▶ **Instructions to follow**
Gather every line of the listing below that contains the string "canopy". Case counts.

▶ **Input rows**
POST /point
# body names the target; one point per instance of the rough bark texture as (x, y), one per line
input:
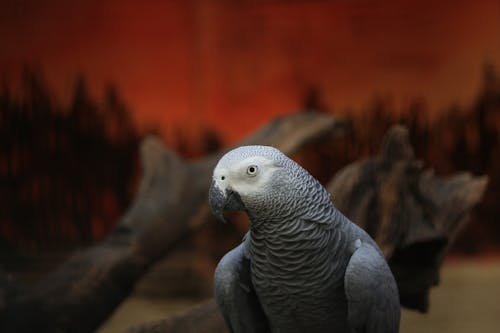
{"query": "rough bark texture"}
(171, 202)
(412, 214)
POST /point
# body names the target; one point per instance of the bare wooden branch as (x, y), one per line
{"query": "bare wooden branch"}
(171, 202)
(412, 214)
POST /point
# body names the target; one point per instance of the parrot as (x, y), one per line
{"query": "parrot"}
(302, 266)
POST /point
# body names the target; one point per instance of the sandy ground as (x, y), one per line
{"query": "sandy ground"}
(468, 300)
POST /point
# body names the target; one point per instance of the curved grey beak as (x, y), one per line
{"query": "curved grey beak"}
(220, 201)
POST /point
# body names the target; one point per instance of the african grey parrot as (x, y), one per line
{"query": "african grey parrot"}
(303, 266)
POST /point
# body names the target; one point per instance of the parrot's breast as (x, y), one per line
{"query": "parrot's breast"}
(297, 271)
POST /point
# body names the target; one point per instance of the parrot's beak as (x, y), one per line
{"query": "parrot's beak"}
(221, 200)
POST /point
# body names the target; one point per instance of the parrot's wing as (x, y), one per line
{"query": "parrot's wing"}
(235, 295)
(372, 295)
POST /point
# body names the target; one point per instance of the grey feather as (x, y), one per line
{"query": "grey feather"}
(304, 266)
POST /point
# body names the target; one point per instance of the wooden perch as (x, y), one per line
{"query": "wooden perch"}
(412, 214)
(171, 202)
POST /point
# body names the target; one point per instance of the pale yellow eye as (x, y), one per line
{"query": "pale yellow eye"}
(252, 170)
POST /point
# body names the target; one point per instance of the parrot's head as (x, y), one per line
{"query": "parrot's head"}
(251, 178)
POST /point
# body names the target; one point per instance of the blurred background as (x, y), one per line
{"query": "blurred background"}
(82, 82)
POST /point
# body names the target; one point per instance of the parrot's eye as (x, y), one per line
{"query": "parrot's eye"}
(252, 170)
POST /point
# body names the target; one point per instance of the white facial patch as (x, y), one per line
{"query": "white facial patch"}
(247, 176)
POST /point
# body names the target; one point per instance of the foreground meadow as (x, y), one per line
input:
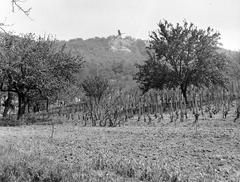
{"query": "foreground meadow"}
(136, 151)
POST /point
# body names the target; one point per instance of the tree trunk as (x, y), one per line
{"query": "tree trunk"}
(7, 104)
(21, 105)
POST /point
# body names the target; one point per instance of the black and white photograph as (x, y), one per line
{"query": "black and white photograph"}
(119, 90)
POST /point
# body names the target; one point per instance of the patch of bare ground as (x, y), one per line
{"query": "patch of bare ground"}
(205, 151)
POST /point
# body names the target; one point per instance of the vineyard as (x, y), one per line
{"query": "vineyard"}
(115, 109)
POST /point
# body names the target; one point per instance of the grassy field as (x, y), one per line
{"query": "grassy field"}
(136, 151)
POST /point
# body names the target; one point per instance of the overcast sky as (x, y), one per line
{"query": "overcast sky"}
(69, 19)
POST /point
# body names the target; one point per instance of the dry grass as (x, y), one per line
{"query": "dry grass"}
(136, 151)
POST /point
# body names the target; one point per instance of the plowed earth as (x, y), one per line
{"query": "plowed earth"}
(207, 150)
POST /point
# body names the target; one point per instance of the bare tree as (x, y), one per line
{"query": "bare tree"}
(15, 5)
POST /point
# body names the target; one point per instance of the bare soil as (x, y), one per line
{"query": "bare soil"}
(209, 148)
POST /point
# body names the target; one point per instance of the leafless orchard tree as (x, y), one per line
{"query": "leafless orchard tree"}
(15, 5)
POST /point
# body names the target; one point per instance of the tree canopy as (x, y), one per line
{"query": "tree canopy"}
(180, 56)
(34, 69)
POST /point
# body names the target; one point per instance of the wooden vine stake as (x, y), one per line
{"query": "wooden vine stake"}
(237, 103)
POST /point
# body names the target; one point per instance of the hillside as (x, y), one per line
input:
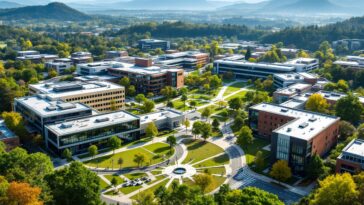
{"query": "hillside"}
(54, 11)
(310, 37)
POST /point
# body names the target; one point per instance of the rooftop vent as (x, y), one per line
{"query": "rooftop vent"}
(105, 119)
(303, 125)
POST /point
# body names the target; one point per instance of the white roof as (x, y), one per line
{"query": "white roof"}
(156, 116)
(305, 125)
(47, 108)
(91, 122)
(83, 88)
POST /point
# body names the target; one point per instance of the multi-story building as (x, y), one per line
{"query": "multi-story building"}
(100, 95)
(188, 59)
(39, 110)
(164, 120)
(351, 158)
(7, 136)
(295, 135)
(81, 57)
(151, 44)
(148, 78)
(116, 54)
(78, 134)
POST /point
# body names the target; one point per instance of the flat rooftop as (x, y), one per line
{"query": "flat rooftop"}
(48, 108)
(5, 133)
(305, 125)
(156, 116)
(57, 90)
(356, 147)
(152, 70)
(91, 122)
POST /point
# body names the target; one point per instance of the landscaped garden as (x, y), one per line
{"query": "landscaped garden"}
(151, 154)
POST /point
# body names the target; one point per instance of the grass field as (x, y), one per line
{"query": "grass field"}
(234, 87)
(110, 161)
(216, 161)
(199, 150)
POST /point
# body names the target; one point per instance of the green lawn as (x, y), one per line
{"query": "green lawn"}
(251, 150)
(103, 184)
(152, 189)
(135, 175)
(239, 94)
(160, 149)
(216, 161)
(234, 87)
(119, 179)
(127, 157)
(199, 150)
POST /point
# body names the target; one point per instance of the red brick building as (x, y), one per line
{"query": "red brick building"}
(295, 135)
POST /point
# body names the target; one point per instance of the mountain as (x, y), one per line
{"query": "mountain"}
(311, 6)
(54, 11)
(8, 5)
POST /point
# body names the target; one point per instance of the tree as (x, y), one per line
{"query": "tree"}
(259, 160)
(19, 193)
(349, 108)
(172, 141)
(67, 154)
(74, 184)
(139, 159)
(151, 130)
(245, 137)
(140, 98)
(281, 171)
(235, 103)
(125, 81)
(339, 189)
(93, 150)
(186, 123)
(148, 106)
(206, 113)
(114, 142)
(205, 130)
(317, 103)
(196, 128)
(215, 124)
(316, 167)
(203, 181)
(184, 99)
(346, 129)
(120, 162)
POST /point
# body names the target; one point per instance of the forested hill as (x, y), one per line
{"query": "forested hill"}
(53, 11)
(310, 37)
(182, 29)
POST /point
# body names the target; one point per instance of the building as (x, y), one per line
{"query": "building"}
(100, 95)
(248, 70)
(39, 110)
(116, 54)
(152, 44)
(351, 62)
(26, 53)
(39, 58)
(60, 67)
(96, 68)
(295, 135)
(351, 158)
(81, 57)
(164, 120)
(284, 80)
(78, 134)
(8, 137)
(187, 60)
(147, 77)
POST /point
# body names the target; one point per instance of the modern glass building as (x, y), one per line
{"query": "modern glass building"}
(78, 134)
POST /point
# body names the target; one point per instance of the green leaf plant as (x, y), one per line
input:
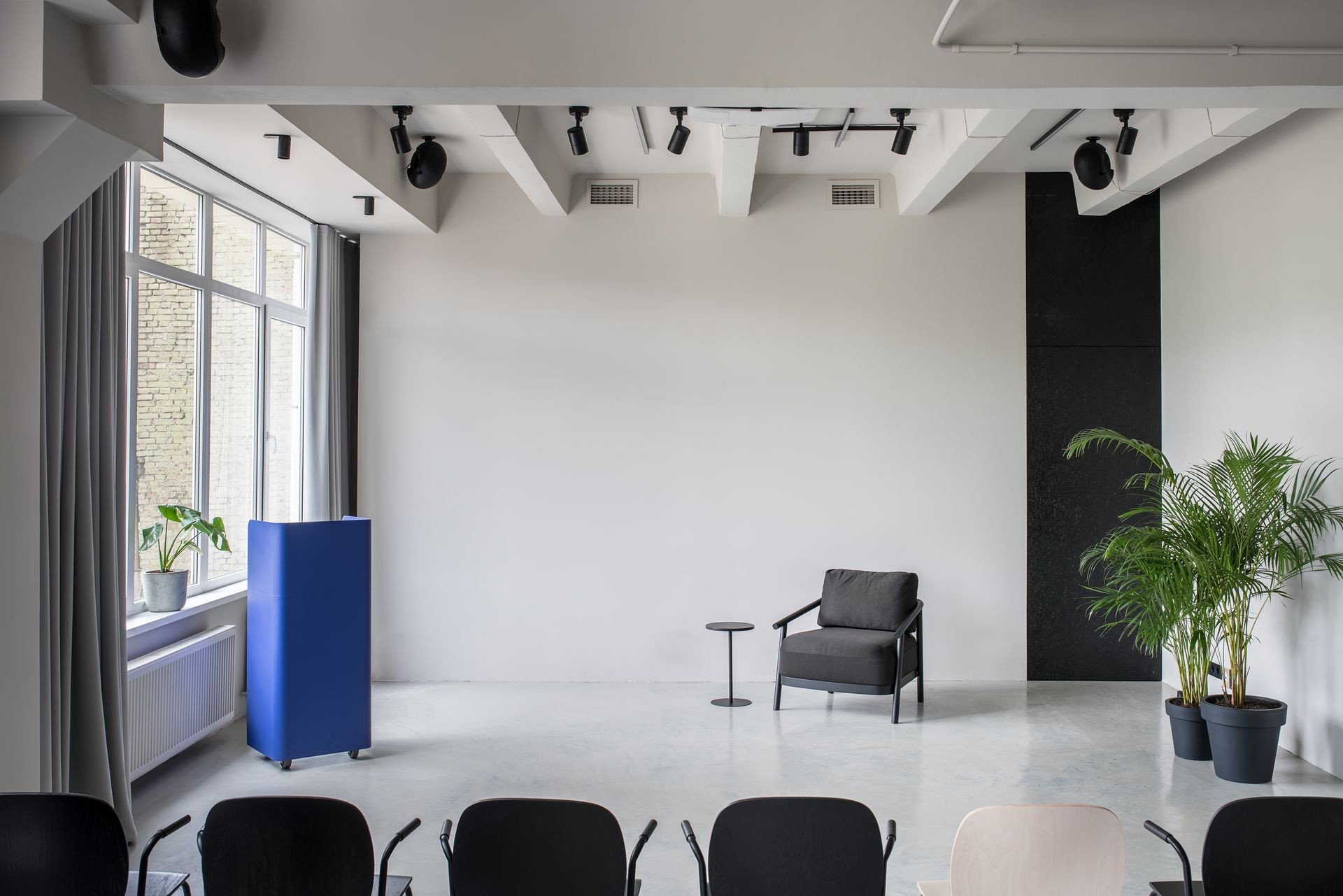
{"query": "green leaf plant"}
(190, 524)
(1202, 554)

==

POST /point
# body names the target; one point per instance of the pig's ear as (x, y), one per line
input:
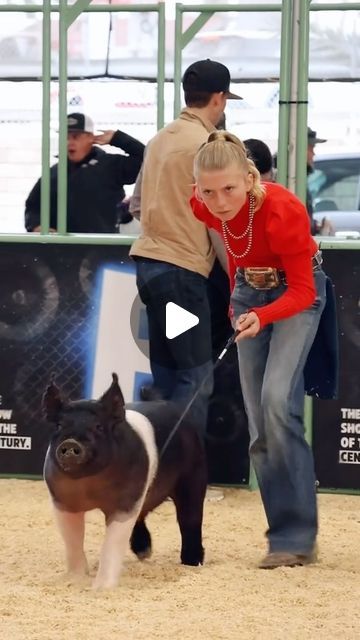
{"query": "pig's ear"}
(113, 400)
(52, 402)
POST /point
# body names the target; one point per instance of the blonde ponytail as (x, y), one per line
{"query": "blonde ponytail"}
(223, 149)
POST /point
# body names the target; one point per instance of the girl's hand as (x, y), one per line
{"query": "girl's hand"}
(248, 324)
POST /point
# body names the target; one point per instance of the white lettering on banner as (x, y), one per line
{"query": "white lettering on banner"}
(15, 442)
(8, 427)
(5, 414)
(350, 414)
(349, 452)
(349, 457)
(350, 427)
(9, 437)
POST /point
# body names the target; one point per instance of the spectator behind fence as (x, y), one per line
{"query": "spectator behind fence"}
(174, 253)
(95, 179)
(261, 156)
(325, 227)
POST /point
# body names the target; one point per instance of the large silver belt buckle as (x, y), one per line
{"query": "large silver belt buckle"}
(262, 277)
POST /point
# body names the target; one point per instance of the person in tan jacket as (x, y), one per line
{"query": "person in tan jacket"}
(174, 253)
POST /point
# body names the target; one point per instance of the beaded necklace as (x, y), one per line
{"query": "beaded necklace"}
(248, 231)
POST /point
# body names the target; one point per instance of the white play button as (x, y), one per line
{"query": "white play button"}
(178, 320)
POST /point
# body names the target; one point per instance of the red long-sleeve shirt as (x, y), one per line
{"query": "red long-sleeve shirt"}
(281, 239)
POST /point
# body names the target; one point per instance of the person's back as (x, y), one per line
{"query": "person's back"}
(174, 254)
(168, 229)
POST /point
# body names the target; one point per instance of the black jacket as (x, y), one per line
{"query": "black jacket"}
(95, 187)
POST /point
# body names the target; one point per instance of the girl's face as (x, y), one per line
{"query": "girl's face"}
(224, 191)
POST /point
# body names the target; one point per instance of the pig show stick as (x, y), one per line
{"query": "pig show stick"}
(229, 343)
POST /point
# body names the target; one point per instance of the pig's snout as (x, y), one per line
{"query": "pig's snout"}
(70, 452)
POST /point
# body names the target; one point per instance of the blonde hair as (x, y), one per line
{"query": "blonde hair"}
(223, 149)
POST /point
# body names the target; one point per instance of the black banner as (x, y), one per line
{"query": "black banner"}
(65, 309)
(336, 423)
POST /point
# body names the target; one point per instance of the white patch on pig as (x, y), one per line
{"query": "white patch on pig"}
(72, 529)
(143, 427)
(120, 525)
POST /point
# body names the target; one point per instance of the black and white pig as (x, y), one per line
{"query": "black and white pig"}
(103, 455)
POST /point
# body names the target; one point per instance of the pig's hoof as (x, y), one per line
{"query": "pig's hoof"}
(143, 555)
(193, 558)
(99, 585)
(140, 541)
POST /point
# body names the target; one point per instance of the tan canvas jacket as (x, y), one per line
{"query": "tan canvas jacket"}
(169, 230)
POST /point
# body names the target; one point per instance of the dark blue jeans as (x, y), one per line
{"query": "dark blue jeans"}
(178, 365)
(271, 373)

▶ **Exercise solution**
# body names the target; one point per instance of the tree canopy as (x, y), one per line
{"query": "tree canopy"}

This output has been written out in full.